╭─ Data lines

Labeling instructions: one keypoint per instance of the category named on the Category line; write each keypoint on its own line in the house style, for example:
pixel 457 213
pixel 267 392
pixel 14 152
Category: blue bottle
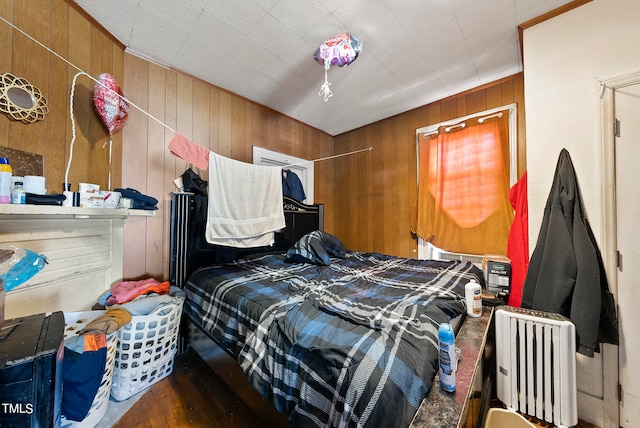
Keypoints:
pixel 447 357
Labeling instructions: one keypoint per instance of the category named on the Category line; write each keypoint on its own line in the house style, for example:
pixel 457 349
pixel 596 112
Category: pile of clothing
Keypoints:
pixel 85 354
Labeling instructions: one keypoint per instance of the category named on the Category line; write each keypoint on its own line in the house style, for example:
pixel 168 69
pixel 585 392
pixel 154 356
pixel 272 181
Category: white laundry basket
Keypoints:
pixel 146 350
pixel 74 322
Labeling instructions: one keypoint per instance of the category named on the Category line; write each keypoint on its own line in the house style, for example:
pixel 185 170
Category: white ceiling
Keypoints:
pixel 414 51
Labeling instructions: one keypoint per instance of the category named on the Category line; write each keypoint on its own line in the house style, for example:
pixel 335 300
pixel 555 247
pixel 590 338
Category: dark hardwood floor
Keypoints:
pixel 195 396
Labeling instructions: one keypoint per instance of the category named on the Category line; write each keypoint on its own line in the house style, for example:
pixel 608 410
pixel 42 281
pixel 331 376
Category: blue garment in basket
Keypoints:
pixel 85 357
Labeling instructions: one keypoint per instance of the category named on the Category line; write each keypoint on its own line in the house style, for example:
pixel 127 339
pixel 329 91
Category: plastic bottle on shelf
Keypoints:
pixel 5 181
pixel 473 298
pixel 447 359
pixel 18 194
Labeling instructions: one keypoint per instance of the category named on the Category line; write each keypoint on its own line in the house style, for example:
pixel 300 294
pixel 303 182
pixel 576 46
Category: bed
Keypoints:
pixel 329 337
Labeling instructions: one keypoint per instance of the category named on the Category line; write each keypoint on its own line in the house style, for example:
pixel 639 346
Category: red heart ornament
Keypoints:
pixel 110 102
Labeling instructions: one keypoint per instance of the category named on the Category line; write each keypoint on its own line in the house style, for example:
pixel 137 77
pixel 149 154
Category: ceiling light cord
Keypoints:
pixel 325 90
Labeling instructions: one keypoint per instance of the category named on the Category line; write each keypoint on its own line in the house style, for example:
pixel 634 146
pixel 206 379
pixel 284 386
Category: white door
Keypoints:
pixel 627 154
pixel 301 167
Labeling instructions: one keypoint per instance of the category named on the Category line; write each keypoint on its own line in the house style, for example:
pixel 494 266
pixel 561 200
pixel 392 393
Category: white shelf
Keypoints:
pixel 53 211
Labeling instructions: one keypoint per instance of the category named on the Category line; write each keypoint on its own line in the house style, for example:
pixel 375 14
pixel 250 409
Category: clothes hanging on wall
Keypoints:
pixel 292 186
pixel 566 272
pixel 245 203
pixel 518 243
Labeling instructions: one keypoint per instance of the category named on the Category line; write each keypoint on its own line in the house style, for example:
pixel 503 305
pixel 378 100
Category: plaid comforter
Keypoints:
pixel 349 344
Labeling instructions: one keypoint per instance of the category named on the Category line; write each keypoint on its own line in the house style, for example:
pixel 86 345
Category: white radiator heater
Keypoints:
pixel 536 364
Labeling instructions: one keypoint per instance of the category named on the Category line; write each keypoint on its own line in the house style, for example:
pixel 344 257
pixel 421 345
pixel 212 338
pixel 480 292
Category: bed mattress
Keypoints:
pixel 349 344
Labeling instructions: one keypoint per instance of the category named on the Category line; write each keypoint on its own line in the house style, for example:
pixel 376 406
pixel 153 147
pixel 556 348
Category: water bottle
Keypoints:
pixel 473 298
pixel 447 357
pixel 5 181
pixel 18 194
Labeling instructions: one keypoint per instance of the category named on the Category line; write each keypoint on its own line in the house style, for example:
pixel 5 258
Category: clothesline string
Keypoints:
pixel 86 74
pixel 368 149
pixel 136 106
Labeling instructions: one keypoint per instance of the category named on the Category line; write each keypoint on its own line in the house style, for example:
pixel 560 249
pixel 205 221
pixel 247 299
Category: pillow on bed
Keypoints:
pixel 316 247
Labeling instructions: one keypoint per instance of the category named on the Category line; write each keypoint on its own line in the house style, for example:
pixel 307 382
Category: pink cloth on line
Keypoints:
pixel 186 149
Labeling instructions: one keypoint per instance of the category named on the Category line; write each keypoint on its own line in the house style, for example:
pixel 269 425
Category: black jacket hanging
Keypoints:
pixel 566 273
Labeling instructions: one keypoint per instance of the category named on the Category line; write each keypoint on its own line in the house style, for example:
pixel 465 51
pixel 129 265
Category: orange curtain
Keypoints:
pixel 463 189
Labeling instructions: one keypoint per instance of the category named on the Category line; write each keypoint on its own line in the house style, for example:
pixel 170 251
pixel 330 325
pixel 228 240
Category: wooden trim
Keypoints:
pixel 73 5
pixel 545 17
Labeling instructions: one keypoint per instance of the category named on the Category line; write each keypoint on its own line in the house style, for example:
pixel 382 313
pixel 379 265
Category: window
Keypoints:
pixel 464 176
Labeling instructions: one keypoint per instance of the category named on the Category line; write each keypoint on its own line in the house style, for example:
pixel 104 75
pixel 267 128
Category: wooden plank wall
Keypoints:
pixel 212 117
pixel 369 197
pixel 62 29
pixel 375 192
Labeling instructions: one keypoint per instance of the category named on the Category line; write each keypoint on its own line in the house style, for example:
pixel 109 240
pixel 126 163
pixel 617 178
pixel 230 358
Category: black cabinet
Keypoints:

╰─

* **Exercise details**
Please repeat the listing above word for word, leaving out the pictures.

* **Exercise answer**
Labeling instructions: one keypoint per instance of the category named on the Category line; write each keypoint on its own line in the house style, for example:
pixel 457 213
pixel 267 392
pixel 14 152
Category: blue bottle
Keypoints:
pixel 447 357
Labeling instructions: one keypoint per instance of the category named on the Category line; write each keypoint on its own line in the house style, for example:
pixel 457 349
pixel 596 112
Category: pile of clothing
Keypoints:
pixel 85 354
Labeling instructions: one keypoint per instance of the category named on the Category line; write each keypoint on its own line in the house style, for example:
pixel 168 69
pixel 585 392
pixel 154 356
pixel 272 181
Category: white laundry basket
Keypoints:
pixel 146 350
pixel 74 322
Labeling instructions: one keypoint per instance of the category named on the Category line; write each keypoint on its own line in the house style, for example:
pixel 185 170
Category: white ceiling
Keypoints:
pixel 414 51
Labeling instructions: one keypoint per instance of the category named on the Category line; write each keypoint on its own line in the house style, for example:
pixel 335 300
pixel 555 247
pixel 590 338
Category: dark hardwood floor
Keypoints:
pixel 195 396
Labeling instructions: one keypoint per instance of the category named on the Category line; write each keypoint on its own line in the house style, for example:
pixel 608 410
pixel 42 281
pixel 331 376
Category: blue garment in basket
Keypoints:
pixel 85 357
Labeling instructions: one keypoint per instance of the category named on the Category line; write each keypoint on its own line in the house style, for example:
pixel 127 339
pixel 329 91
Category: plastic bottle on shelf
Keypoints:
pixel 5 181
pixel 473 298
pixel 447 359
pixel 18 194
Labeling instructions: one keypoint per instance of the category named on the Category line; write each keypoint on its own line in the house style, for example:
pixel 300 294
pixel 303 182
pixel 576 46
Category: bed
Keypoints:
pixel 329 337
Labeling instructions: one keypoint per instance of the category named on the Category line; write each keypoint on its own line in the house style, for example:
pixel 639 346
Category: red heart ornament
Keypoints:
pixel 110 102
Labeling instructions: one keypoint per instance of the category named on the Category line; write each keypoint on its own line in the house style, for example:
pixel 137 77
pixel 149 154
Category: ceiling light cord
Keypoints:
pixel 325 90
Labeling instructions: one keypoint per instance of the category named on the Category line; write each keypoint on its own line in the house style, for example:
pixel 634 146
pixel 206 379
pixel 284 386
Category: white door
Keypoints:
pixel 627 154
pixel 301 167
Labeling instructions: one keypoint per instance of the category named on the Category line; write each keypoint on its own line in the house style, for example:
pixel 494 266
pixel 561 200
pixel 392 393
Category: white shelf
Keypoints:
pixel 53 211
Labeling instructions: one keypoint per instance of the category named on the Category line; write each keypoint on its own line in the house style, for example:
pixel 375 14
pixel 250 409
Category: clothes hanging on wall
Keypoints:
pixel 292 186
pixel 566 272
pixel 245 203
pixel 518 243
Labeling instructions: one keypoint per instance of the category named on the Category line; write each keypoint on its own line in the house style, for example:
pixel 503 305
pixel 378 100
Category: plaid comforter
Keypoints:
pixel 349 344
Labeling instructions: one keypoint per instance of the category named on the Category line; write each keypoint on its own line in the house style, for example:
pixel 86 345
Category: white radiator heater
Keypoints:
pixel 536 364
Labeling instructions: one keypoint per instance of the category named on the Category line; write each keypoint on its own line in the house style, for example:
pixel 344 257
pixel 421 345
pixel 212 338
pixel 480 292
Category: bed mattress
Keypoints:
pixel 349 344
Labeling instructions: one keypoint per instance of the category named on the Category line; write each keypoint on its own line in the house style, for example:
pixel 376 406
pixel 153 147
pixel 556 348
Category: water bottle
Keypoints:
pixel 473 298
pixel 447 357
pixel 5 181
pixel 18 194
Labeling instructions: one keypoint per instance of the category named on the Category line; write each keypoint on its own line in the house style, for example:
pixel 5 258
Category: clothesline string
Keypoints:
pixel 86 74
pixel 368 149
pixel 136 106
Labeling instructions: one keypoint per instance of the category named on the Category line; write each keypoint on its own line in the house style, for example:
pixel 560 249
pixel 205 221
pixel 247 299
Category: pillow on bed
Keypoints:
pixel 316 247
Labeling instructions: one keypoint per instance of the category named on the Category line; write each keypoint on its own line in the house style, for example:
pixel 307 382
Category: pink cloth on line
Keypoints:
pixel 186 149
Labeling instructions: one keypoint per instance of the category named on the Category line; write each keypoint on its own line in the house style, for example:
pixel 269 425
Category: black jacket hanging
Keypoints:
pixel 566 273
Labeling instructions: one keypoint per instance of the category named on the Category line; write each keypoint on its own line in the house style, for example:
pixel 465 51
pixel 129 265
Category: orange curtain
Keypoints:
pixel 463 189
Labeling instructions: one keypoint per instance of the category named on the Category line; write each keypoint on its own line in the house style, for example:
pixel 170 251
pixel 330 325
pixel 228 240
Category: wooden trim
Keypoints:
pixel 73 5
pixel 545 17
Labeling instructions: one keypoint per instance of the category named on the Category line; write each keypoint on its own line in the house style, for example:
pixel 382 313
pixel 379 265
Category: window
Keypoints:
pixel 464 176
Labeling instructions: one keypoint per instance of the category named on the Category line; write each keypoint on its own line in the house style, for example:
pixel 104 75
pixel 267 128
Category: wooden plank wall
Keypoints:
pixel 212 117
pixel 369 197
pixel 62 29
pixel 375 192
Labeling instructions: one keypoint per instance of the category named on the Category line; write each keypoint on its own line in the house style, for example:
pixel 109 240
pixel 126 163
pixel 617 178
pixel 230 358
Category: black cabinet
Keypoints:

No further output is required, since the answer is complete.